▶ **Records to process**:
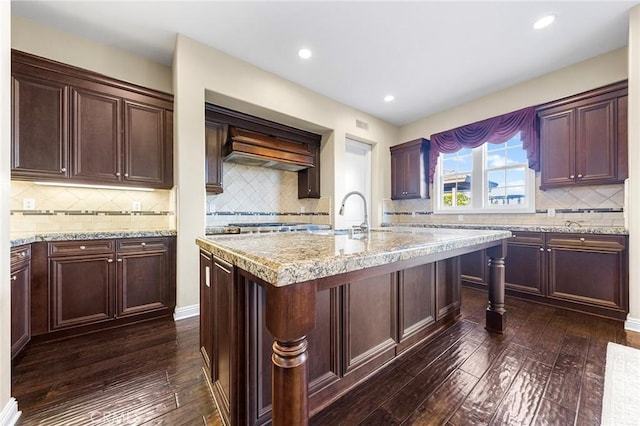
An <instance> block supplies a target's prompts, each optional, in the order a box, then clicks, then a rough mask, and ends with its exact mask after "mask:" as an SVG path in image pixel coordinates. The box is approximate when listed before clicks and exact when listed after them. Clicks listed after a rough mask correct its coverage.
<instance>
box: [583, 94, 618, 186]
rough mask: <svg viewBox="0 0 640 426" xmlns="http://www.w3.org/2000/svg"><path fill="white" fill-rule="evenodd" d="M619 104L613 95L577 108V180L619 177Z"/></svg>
mask: <svg viewBox="0 0 640 426" xmlns="http://www.w3.org/2000/svg"><path fill="white" fill-rule="evenodd" d="M616 104H617V99H615V98H614V99H607V100H603V101H600V102H596V103H591V104H589V105H585V106H583V107H580V108H578V109H577V117H576V118H577V125H576V154H577V164H576V181H577V182H579V183H584V184H586V183H589V184H594V185H595V184H605V183H614V182H617V181H618V178H617V174H616V162H617V158H616V155H617V153H618V149H617V146H618V145H617V135H616V132H617V129H616V126H615V123H616V121H617V120H616Z"/></svg>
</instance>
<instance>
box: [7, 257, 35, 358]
mask: <svg viewBox="0 0 640 426" xmlns="http://www.w3.org/2000/svg"><path fill="white" fill-rule="evenodd" d="M30 282H31V274H30V265H29V262H23V263H21V264H18V265H15V266H12V268H11V358H12V359H13V358H14V357H15V356H16V355H18V353H19V352H20V351H21V350H22V349H23V348H24V347H25V345H26V344H27V343H29V340H30V339H31V303H30V295H29V293H30V288H29V287H30Z"/></svg>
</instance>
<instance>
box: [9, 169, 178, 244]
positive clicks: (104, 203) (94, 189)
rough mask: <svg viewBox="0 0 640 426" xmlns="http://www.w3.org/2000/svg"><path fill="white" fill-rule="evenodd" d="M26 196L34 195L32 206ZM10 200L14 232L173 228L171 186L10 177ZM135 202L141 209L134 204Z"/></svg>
mask: <svg viewBox="0 0 640 426" xmlns="http://www.w3.org/2000/svg"><path fill="white" fill-rule="evenodd" d="M25 199H26V200H33V202H34V203H35V205H34V206H32V207H33V208H32V209H29V210H25V209H24V207H25V206H24V204H23V203H24V200H25ZM10 203H11V205H10V210H11V233H12V234H14V235H19V234H21V233H47V232H79V231H120V230H171V229H176V228H175V208H174V207H173V206H174V205H175V202H174V201H173V193H172V191H170V190H155V191H151V192H147V191H131V190H126V189H122V190H120V189H116V190H114V189H96V188H69V187H57V186H41V185H37V184H34V183H32V182H22V181H11V198H10ZM134 203H136V204H139V208H140V210H136V209H134ZM136 207H138V206H136Z"/></svg>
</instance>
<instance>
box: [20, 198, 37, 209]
mask: <svg viewBox="0 0 640 426" xmlns="http://www.w3.org/2000/svg"><path fill="white" fill-rule="evenodd" d="M35 209H36V199H35V198H24V199H23V200H22V210H35Z"/></svg>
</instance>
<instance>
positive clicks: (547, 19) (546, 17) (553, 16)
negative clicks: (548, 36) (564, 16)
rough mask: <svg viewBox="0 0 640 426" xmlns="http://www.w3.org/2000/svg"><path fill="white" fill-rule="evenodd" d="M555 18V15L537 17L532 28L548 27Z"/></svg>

▶ **Exercise details**:
Rewrite all of the rows above, replacing each occurrence of "rough mask" with "coarse mask" and leaving everything else unchanged. Omit the pictures from the result.

▶ **Answer to this exercise**:
An <instance> block supplies a target's prompts, each optional, in the order a box, then clicks, then a coarse mask, and ends with its exact mask after "mask:" as an SVG path in image pixel coordinates. The box is approximate when listed before clicks and exact when listed after them. Clicks listed after a coarse mask correct its coverage.
<instance>
box: [583, 94, 618, 186]
coarse mask: <svg viewBox="0 0 640 426" xmlns="http://www.w3.org/2000/svg"><path fill="white" fill-rule="evenodd" d="M619 104L613 95L577 108V180L619 177Z"/></svg>
mask: <svg viewBox="0 0 640 426" xmlns="http://www.w3.org/2000/svg"><path fill="white" fill-rule="evenodd" d="M616 104H617V99H615V98H614V99H607V100H603V101H600V102H596V103H591V104H589V105H585V106H583V107H580V108H578V109H577V117H576V118H577V125H576V154H577V164H576V181H577V182H579V183H584V184H586V183H589V184H594V185H595V184H605V183H614V182H617V181H618V178H617V174H616V162H617V158H616V155H617V153H618V149H617V146H618V145H617V135H616V132H617V129H616V126H615V123H616V121H617V120H616Z"/></svg>
</instance>
<instance>
box: [7, 257, 35, 358]
mask: <svg viewBox="0 0 640 426" xmlns="http://www.w3.org/2000/svg"><path fill="white" fill-rule="evenodd" d="M30 282H31V274H30V265H29V262H23V263H21V264H18V265H15V266H12V268H11V358H12V359H13V358H14V357H15V356H16V355H18V353H19V352H20V351H21V350H22V349H23V348H24V347H25V345H26V344H27V343H29V340H30V339H31V303H30V295H29V293H30V288H29V287H30Z"/></svg>
</instance>
<instance>
box: [9, 169, 178, 244]
positive clicks: (104, 203) (94, 189)
coarse mask: <svg viewBox="0 0 640 426" xmlns="http://www.w3.org/2000/svg"><path fill="white" fill-rule="evenodd" d="M26 196L34 195L32 206ZM10 200L14 232L173 228L171 186L10 177ZM135 202L141 209L134 204Z"/></svg>
mask: <svg viewBox="0 0 640 426" xmlns="http://www.w3.org/2000/svg"><path fill="white" fill-rule="evenodd" d="M25 199H26V200H33V202H34V203H35V205H34V206H32V207H33V208H32V209H29V210H25V209H24V207H25V206H24V204H23V203H24V200H25ZM10 203H11V205H10V210H11V233H12V234H14V235H19V234H21V233H47V232H79V231H120V230H171V229H176V228H175V208H174V207H173V206H174V205H175V202H174V201H173V193H172V191H170V190H155V191H151V192H147V191H131V190H126V189H122V190H120V189H116V190H114V189H96V188H69V187H57V186H41V185H37V184H34V183H32V182H22V181H11V198H10ZM134 203H136V204H139V208H140V210H136V209H134ZM136 207H138V206H136Z"/></svg>
</instance>
<instance>
box: [20, 198, 37, 209]
mask: <svg viewBox="0 0 640 426" xmlns="http://www.w3.org/2000/svg"><path fill="white" fill-rule="evenodd" d="M35 209H36V199H35V198H24V199H23V200H22V210H35Z"/></svg>
</instance>
<instance>
positive clicks: (547, 19) (546, 17) (553, 16)
negative clicks: (548, 36) (564, 16)
coarse mask: <svg viewBox="0 0 640 426" xmlns="http://www.w3.org/2000/svg"><path fill="white" fill-rule="evenodd" d="M555 18V15L537 17L532 28L548 27Z"/></svg>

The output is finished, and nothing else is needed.